- ARBEITSANWEISUNG -
Führen Sie den Textauszug über den Stürmer Eric Maxim Choupo-Moting im Anschluss an seinen letzten Satz fort.

- TEXTAUSZUG -
··········
Eric Maxim Choupo-Moting spielt an kalten, regnerischen Abenden in Stoke. Dort steigt er ab und ein alter Trainer erinnert sich an ihn. Und wenige Jahre später wird aus dem Null-Euro-Stürmer die Lebensversicherung des FC Bayern. Und alles nur, weil einst ein Faxgerät streikte?

Erst schoss er nicht, dann stand sein Kollege Thomas Müller im Abseits, doch beim dritten Mal jubelte er und mit ihm alle Fans des FC Bayern München. Auch gegen Paris Saint-Germain war Eric Maxim Choupo-Moting wieder einmal einer der entscheidenden Spieler für den Rekordmeister. "Choupo ist immer da", bilanzierte Müller dann auch auf BT Sports: "Der hat in den letzten drei Spielen getroffen. Davor natürlich auch. Das ist doch nichts Besonderes für uns. Wir erwarten das von ihm."

Er war nicht der einzige Bayern-Star, der an diesem Abend Lob über den Benjamin Button des Weltfußballs parat hatte. "Es macht richtig Spaß, mit ihm zu spielen. Er strahlt Torgefahr aus. Er weiß, wo er im Strafraum sein muss. Wir brauchen das. Er ist einfach ein fantastischer Spieler", erzählte Jamal Musiala und lachte dann: "Er ist ein guter Freund, einfach ein guter Typ."

Ein guter Typ war dieser Eric Maxim Choupo-Moting schon immer. Darüber ist man sich immer einig gewesen. Egal, wo der gebürtige Hamburger letztendlich gegen den Ball getreten hat. Doch, dass er mit 33 Jahren plötzlich fundamental für den unbestritten besten deutschen und mit ziemlicher Gewissheit auch einen der besten europäischen Klubs überlebenswichtig werden würde, das konnte niemand erwarten.

Der Nationalspieler Kameruns wird gegen Ende seiner Laufbahn nicht nur zu einer Kult-Figur, sondern zu einem der besten Stürmer des Landes. Natürlich auch, weil ihm die Bälle von den exzellenten Offensiv-Mitarbeitern zugetragen werden, aber auch, weil er nie aufgesteckt hat und ihm letztendlich die wohl skurrilste Transferpanne der Bundesliga-Geschichte vor mehr als zehn Jahren in die Karten spielte.
··········
Einträge zum Zeigen und Beschriften:
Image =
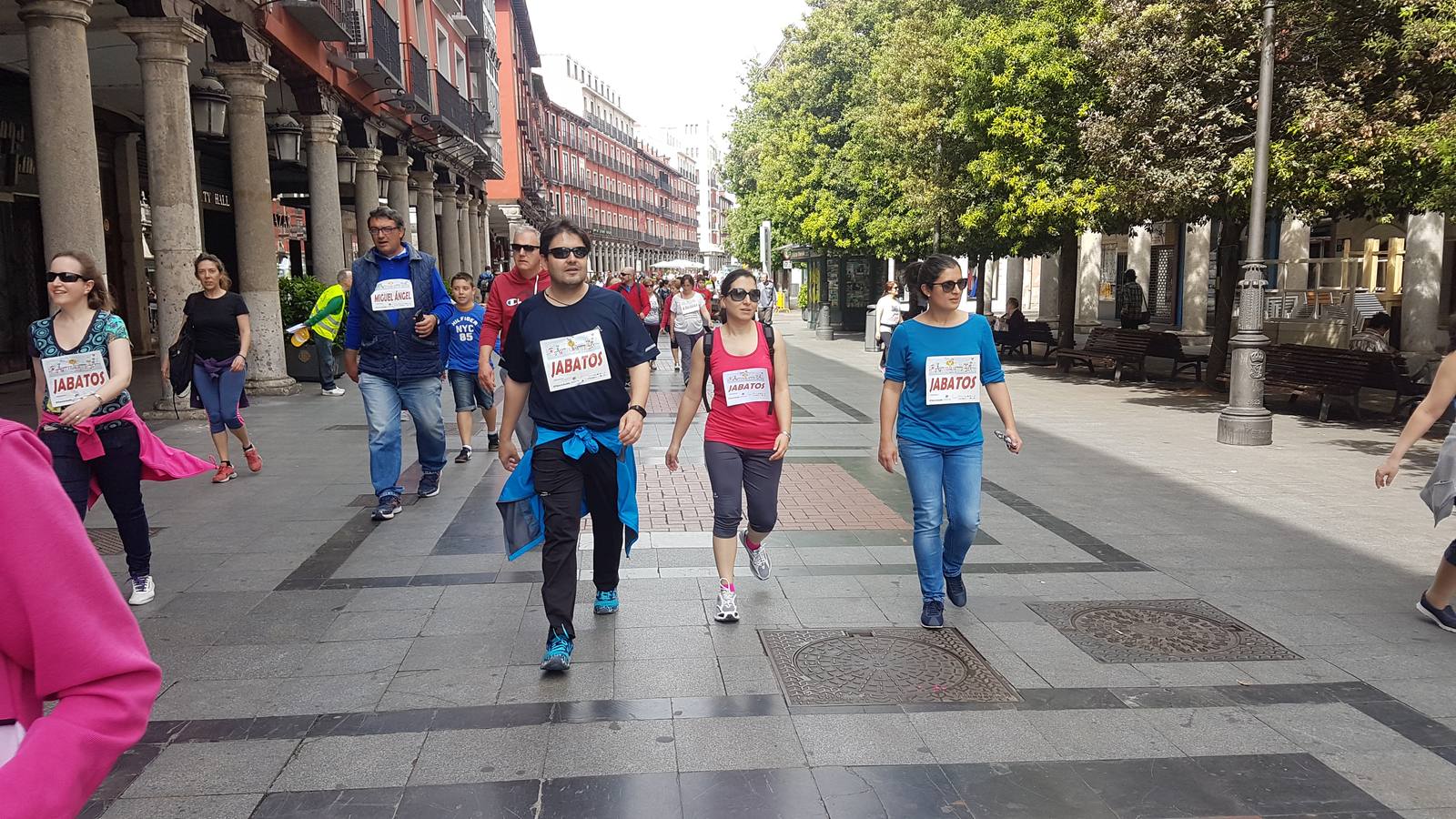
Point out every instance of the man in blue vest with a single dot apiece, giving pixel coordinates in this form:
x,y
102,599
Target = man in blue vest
x,y
392,351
··········
- ERGEBNIS -
Die Sache mit Thomas Tuchel

Damals, in der Wintertransferperiode 2010/2011, war der 1. FC Köln auf der Suche nach einem Backup für den Stürmer Milivoje Novakovic. Fündig wurden sie beim Hamburger SV. Dort hätten sie den Vertrag von Choupo-Moting im Sommer 2011 verlängern können, doch das Gehalt wäre zu hoch gewesen. Irgendwann war eine Lösung gefunden, wie der Transfer über die Bühne gehen könnte. Doch die Zeit wurde knapp. Erst elf Minuten vor dem Ende der Transferfrist ging der unterschriebene Spielervertrag per Fax von Hamburg nach Köln. Aber dort traf nur eine Seite ein, die mit der Unterschrift hing irgendwo, traf am Ende zwölf Minuten zu spät bei der DFL ein und der Transfer platzte.

"Die DFL hat uns mitgeteilt, dass die Unterlagen nicht rechtzeitig eintrafen und der Transfer nicht zustande kommt", sagte der damalige Köln-Geschäftsführer, Claus Horstmann, dem "Express" und Choupo-Moting verbrachte den Rest der Saison im Kader der zweiten HSV-Mannschaft. Welch ein Glück für ihn, denn so wechselte er am Ende der Saison ablösefrei zum 1. FSV Mainz 05 und traf dort auf den Trainer Thomas Tuchel.

Ein paar Jahre danach zog der kopfballstarke Stürmer weiter nach Schalke. Und dort hielt sich dann die Legende, dass, um den echten Choupo-Moting sehen zu können, ein frühzeitiges Erscheinen im Stadion oberste Pflicht sei. Seine besten Auftritte absolviere er regelmäßig beim Aufwärmen, hieß es und so endete seine Zeit in der Bundesliga im Sommer 2017 nach insgesamt 204 Spielen mit 45 Toren und 21 Vorlagen. Es waren nicht die Daten eines klassischen Torjägers.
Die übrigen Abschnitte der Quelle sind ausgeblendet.